Excerpts of bounding box data:
....
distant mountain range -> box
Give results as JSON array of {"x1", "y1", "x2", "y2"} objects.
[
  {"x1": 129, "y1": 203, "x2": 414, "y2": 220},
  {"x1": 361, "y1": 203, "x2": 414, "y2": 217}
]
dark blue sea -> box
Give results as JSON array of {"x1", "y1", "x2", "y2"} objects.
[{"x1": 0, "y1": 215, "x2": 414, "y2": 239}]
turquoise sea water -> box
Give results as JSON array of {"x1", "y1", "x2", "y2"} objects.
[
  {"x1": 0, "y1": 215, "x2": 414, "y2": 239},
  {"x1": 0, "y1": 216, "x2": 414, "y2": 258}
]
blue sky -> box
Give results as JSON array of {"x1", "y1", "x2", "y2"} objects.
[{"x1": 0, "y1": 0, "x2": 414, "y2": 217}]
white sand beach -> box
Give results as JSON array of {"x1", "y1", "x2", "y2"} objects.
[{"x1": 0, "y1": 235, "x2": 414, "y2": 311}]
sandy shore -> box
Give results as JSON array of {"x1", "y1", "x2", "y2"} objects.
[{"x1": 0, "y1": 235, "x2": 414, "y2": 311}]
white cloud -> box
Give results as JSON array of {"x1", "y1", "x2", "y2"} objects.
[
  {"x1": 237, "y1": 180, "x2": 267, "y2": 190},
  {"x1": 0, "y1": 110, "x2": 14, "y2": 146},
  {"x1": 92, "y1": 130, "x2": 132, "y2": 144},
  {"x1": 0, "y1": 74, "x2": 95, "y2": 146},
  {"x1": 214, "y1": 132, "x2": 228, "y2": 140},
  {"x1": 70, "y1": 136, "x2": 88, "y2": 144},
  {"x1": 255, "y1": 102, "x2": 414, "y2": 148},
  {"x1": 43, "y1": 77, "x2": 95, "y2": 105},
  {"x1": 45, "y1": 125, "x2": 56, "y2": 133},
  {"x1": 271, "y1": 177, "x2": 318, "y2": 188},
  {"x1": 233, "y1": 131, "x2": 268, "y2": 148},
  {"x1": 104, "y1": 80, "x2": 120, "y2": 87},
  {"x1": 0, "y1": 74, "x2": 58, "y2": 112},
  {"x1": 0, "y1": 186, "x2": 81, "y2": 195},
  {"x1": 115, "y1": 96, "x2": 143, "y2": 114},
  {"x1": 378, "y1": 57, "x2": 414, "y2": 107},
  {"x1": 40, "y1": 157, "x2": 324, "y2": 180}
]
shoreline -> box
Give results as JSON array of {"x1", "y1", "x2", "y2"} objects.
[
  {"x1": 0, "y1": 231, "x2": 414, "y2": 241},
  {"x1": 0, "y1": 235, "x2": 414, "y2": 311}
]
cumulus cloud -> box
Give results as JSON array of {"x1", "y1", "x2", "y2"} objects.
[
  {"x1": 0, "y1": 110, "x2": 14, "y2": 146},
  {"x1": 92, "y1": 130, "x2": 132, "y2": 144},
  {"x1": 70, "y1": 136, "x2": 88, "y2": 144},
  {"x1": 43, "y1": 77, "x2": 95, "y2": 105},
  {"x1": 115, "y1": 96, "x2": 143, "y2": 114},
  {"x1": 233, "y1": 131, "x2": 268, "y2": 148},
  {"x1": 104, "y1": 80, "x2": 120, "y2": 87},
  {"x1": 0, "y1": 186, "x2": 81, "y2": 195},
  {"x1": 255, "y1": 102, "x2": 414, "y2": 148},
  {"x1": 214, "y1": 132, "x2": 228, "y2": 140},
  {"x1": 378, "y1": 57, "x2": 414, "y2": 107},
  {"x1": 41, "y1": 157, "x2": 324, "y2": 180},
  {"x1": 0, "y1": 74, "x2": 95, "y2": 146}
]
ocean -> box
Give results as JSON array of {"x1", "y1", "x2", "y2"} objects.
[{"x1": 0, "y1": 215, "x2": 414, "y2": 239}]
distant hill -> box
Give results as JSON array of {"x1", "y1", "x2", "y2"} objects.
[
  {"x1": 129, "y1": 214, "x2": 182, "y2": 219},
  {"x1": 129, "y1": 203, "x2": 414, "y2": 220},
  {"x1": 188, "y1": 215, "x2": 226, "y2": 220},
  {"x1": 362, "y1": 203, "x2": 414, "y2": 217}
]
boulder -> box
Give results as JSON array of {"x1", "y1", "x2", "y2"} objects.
....
## WHAT TO PRODUCE
Edit the entries above so that "JSON array" becomes "JSON list" everywhere, leaving the rest untouched.

## SOLUTION FOR THIS PROBLEM
distant mountain range -> box
Give results as JSON list of {"x1", "y1", "x2", "y2"} objects.
[
  {"x1": 129, "y1": 203, "x2": 414, "y2": 220},
  {"x1": 361, "y1": 203, "x2": 414, "y2": 217}
]
dark blue sea -> box
Give results as JSON list of {"x1", "y1", "x2", "y2"} objects.
[{"x1": 0, "y1": 215, "x2": 414, "y2": 239}]
turquoise sea water -> box
Give results as JSON list of {"x1", "y1", "x2", "y2"} objects.
[
  {"x1": 0, "y1": 215, "x2": 414, "y2": 239},
  {"x1": 0, "y1": 216, "x2": 414, "y2": 258}
]
blue sky -> box
Give results as JSON list of {"x1", "y1", "x2", "y2"} objects.
[{"x1": 0, "y1": 0, "x2": 414, "y2": 217}]
white sand beach -> box
Give results as JSON list of {"x1", "y1", "x2", "y2"} objects.
[{"x1": 0, "y1": 235, "x2": 414, "y2": 311}]
sandy shore -> box
Give results as JSON list of {"x1", "y1", "x2", "y2"} objects.
[{"x1": 0, "y1": 235, "x2": 414, "y2": 311}]
white cloud -> box
Give results as JSON list of {"x1", "y1", "x2", "y2"} objects.
[
  {"x1": 237, "y1": 180, "x2": 267, "y2": 190},
  {"x1": 0, "y1": 110, "x2": 14, "y2": 146},
  {"x1": 92, "y1": 130, "x2": 132, "y2": 144},
  {"x1": 0, "y1": 74, "x2": 95, "y2": 146},
  {"x1": 214, "y1": 132, "x2": 228, "y2": 140},
  {"x1": 70, "y1": 136, "x2": 88, "y2": 144},
  {"x1": 255, "y1": 102, "x2": 414, "y2": 148},
  {"x1": 43, "y1": 77, "x2": 95, "y2": 105},
  {"x1": 45, "y1": 125, "x2": 56, "y2": 133},
  {"x1": 271, "y1": 177, "x2": 318, "y2": 188},
  {"x1": 233, "y1": 131, "x2": 268, "y2": 148},
  {"x1": 104, "y1": 80, "x2": 120, "y2": 87},
  {"x1": 0, "y1": 74, "x2": 58, "y2": 112},
  {"x1": 0, "y1": 186, "x2": 81, "y2": 195},
  {"x1": 115, "y1": 96, "x2": 143, "y2": 114},
  {"x1": 378, "y1": 57, "x2": 414, "y2": 107},
  {"x1": 40, "y1": 157, "x2": 324, "y2": 180}
]
shoreline -> box
Give results as JSON list of {"x1", "y1", "x2", "y2"} objects.
[
  {"x1": 0, "y1": 231, "x2": 414, "y2": 241},
  {"x1": 0, "y1": 235, "x2": 414, "y2": 311}
]
cumulus cloud -> box
Give results as JSON list of {"x1", "y1", "x2", "y2"} objects.
[
  {"x1": 0, "y1": 110, "x2": 14, "y2": 146},
  {"x1": 92, "y1": 130, "x2": 132, "y2": 144},
  {"x1": 70, "y1": 136, "x2": 88, "y2": 144},
  {"x1": 43, "y1": 77, "x2": 95, "y2": 105},
  {"x1": 115, "y1": 96, "x2": 143, "y2": 114},
  {"x1": 233, "y1": 131, "x2": 268, "y2": 148},
  {"x1": 104, "y1": 80, "x2": 120, "y2": 87},
  {"x1": 0, "y1": 186, "x2": 81, "y2": 195},
  {"x1": 255, "y1": 102, "x2": 414, "y2": 148},
  {"x1": 214, "y1": 132, "x2": 228, "y2": 140},
  {"x1": 378, "y1": 57, "x2": 414, "y2": 107},
  {"x1": 41, "y1": 157, "x2": 324, "y2": 180},
  {"x1": 0, "y1": 74, "x2": 95, "y2": 146}
]
ocean -> box
Give results as JSON list of {"x1", "y1", "x2", "y2"} objects.
[{"x1": 0, "y1": 215, "x2": 414, "y2": 239}]
distant hill -> box
Give results as JSON list of {"x1", "y1", "x2", "y2"} objects.
[
  {"x1": 129, "y1": 214, "x2": 182, "y2": 219},
  {"x1": 129, "y1": 203, "x2": 414, "y2": 220},
  {"x1": 188, "y1": 215, "x2": 226, "y2": 220},
  {"x1": 362, "y1": 203, "x2": 414, "y2": 217}
]
boulder -> box
Give results as JSON list of {"x1", "y1", "x2", "y2"} objects.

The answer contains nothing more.